Travail à faire
**1.** D'après l'extrait sur l'émergence de la monnaie, quelle est la caractéristique distinctive de la monnaie ?
**2.** Reproduisez le passage de l'extrait sur l'émergence de la monnaie qui s'ouvre sur les mots contenant « La monnaie est apparue » et se ferme sur « la plus commercialisable. ».
**3.** Relevez toutes les marchandises mentionnées dans l'exemple de troc de l'extrait sur l'émergence de la monnaie.
== Extrait du document ==
L’émergence de la monnaie

La monnaie est apparue parce que le troc ne permettait pas de soutenir l’économie de marché. Par exemple, un boucher qui voulait échanger sa viande contre des fruits avait besoin que le producteur de fruits soit d’accord, et le producteur de fruits qui voulait échanger ses fruits contre des chaussures rencontrait les mêmes problèmes. La caractéristique distinctive de la monnaie est d’être un moyen général d’échange. C’est devenu la marchandise la plus commercialisable.

Ludwig von Mises, le célèbre économiste libéral de l’école autrichienne, a écrit:

« … il y aurait une tendance inévitable à ce que les marchandises les moins commercialisables de la série des marchandises utilisées comme moyen d’échange soient rejetées l’une après l’autre jusqu’à ce qu’il ne reste finalement qu’une seule marchandise, qui soit universellement employée comme moyen d’échange ; en un mot, l’argent ».
===
== Entrées fournies ==
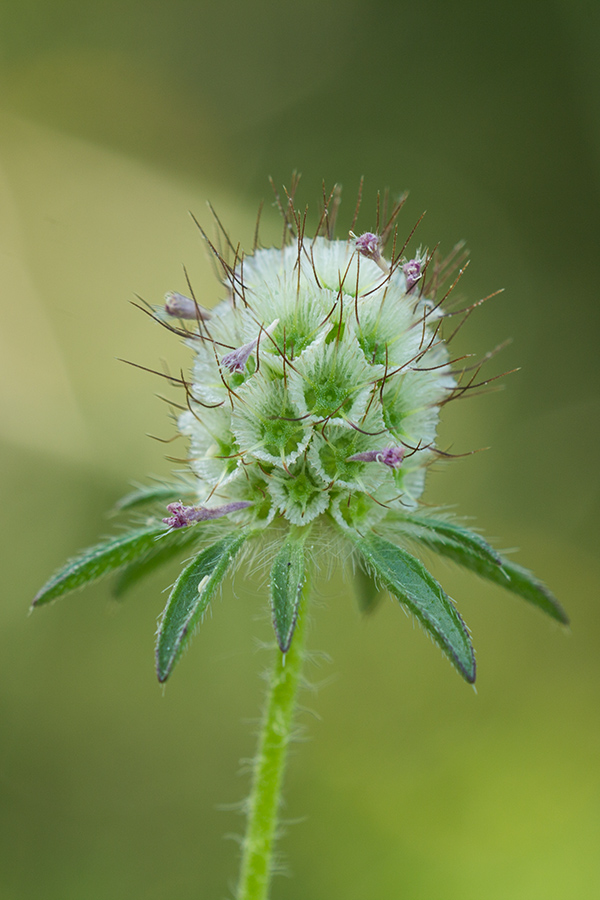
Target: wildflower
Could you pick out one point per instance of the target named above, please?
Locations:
(183, 307)
(313, 403)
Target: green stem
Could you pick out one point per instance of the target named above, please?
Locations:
(265, 795)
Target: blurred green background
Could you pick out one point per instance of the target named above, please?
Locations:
(116, 119)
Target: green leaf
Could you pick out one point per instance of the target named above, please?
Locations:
(171, 545)
(464, 537)
(189, 599)
(368, 595)
(97, 561)
(508, 575)
(152, 493)
(410, 582)
(287, 580)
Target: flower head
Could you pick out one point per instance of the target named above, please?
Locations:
(313, 403)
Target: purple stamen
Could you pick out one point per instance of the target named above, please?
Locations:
(369, 245)
(412, 272)
(236, 360)
(181, 515)
(389, 456)
(182, 307)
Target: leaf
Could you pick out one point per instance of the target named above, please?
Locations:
(410, 582)
(464, 537)
(152, 493)
(368, 595)
(189, 599)
(508, 575)
(99, 560)
(287, 580)
(171, 545)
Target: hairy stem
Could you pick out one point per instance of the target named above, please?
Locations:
(265, 795)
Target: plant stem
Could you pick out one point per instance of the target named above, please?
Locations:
(267, 778)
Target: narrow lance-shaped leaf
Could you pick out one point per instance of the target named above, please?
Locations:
(408, 580)
(464, 537)
(287, 580)
(171, 545)
(508, 575)
(189, 599)
(99, 560)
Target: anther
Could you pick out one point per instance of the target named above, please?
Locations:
(181, 515)
(369, 245)
(181, 307)
(389, 456)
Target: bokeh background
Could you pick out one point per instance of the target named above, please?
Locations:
(116, 119)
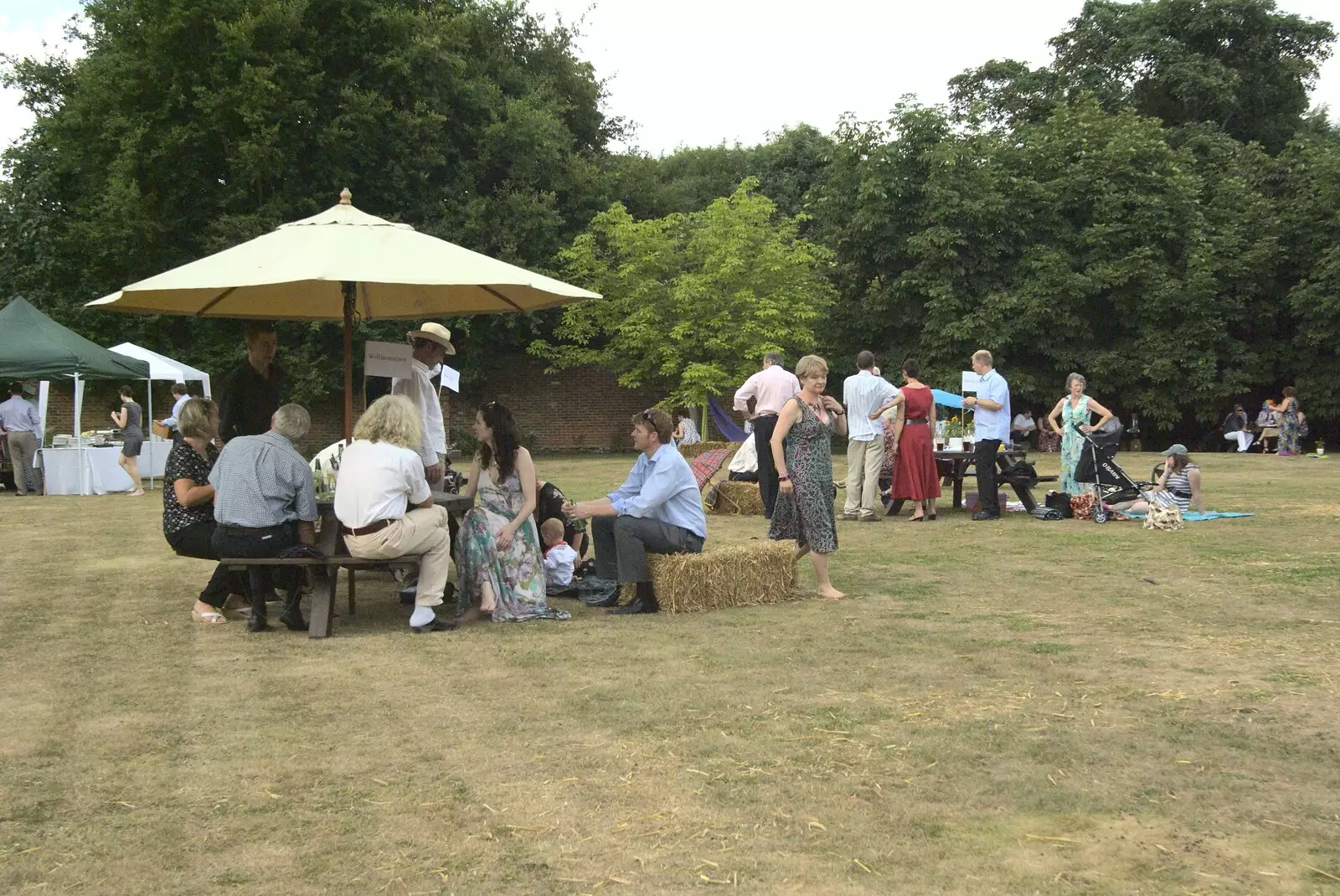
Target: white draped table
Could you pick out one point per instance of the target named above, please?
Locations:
(60, 467)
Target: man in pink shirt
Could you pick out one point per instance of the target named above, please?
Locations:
(770, 390)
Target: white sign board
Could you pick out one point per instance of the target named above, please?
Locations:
(388, 359)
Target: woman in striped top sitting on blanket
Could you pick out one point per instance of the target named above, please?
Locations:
(1179, 487)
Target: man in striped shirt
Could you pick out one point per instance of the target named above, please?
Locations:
(862, 394)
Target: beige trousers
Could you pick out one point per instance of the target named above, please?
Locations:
(23, 446)
(863, 460)
(421, 531)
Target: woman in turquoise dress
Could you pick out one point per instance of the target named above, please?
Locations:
(1069, 418)
(497, 552)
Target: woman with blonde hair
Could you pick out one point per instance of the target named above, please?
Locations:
(189, 505)
(801, 448)
(386, 507)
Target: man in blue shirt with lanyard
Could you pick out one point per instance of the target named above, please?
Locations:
(658, 509)
(991, 428)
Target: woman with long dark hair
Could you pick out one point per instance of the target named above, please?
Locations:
(497, 554)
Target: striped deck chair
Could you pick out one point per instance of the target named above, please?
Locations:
(708, 464)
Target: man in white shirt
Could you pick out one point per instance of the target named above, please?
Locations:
(379, 477)
(180, 395)
(770, 390)
(863, 394)
(432, 344)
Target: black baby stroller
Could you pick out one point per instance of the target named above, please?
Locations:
(1098, 466)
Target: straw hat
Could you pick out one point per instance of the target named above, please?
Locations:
(436, 332)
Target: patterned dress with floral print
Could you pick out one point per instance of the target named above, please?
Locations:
(515, 574)
(807, 513)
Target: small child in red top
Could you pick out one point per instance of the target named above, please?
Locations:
(559, 559)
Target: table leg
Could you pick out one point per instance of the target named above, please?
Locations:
(323, 605)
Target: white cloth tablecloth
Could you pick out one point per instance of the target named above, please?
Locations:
(60, 467)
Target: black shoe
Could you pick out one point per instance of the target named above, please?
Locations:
(638, 605)
(294, 621)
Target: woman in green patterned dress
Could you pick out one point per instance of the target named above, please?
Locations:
(801, 448)
(497, 554)
(1075, 411)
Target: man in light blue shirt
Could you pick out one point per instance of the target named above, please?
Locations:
(991, 428)
(658, 509)
(22, 430)
(178, 397)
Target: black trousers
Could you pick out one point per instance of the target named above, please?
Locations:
(622, 545)
(985, 462)
(238, 541)
(764, 428)
(198, 541)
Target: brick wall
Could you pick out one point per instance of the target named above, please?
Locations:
(582, 409)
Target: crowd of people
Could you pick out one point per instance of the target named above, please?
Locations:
(522, 540)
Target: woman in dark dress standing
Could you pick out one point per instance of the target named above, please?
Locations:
(915, 477)
(127, 421)
(801, 448)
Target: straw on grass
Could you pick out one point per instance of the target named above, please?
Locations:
(750, 574)
(739, 498)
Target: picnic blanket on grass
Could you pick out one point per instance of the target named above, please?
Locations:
(1193, 516)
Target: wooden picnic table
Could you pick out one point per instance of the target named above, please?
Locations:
(332, 545)
(960, 461)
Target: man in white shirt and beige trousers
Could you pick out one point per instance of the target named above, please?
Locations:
(432, 344)
(863, 394)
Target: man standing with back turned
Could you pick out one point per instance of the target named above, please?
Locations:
(862, 394)
(991, 428)
(252, 391)
(770, 388)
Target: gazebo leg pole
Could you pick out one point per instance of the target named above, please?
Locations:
(350, 288)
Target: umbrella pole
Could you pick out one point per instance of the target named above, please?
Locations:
(348, 358)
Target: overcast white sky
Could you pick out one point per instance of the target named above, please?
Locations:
(694, 73)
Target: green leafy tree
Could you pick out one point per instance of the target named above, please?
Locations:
(692, 301)
(194, 125)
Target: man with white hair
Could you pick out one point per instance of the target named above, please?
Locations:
(386, 505)
(265, 504)
(432, 343)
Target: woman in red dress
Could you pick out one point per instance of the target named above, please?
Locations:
===
Les réponses
**1.** Être un moyen général d'échange.

**2.**
La monnaie est apparue parce que le troc ne permettait pas de soutenir l’économie de marché. Par exemple, un boucher qui voulait échanger sa viande contre des fruits avait besoin que le producteur de fruits soit d’accord, et le producteur de fruits qui voulait échanger ses fruits contre des chaussures rencontrait les mêmes problèmes. La caractéristique distinctive de la monnaie est d’être un moyen général d’échange. C’est devenu la marchandise la plus commercialisable.

**3.** La viande, les fruits, les chaussures.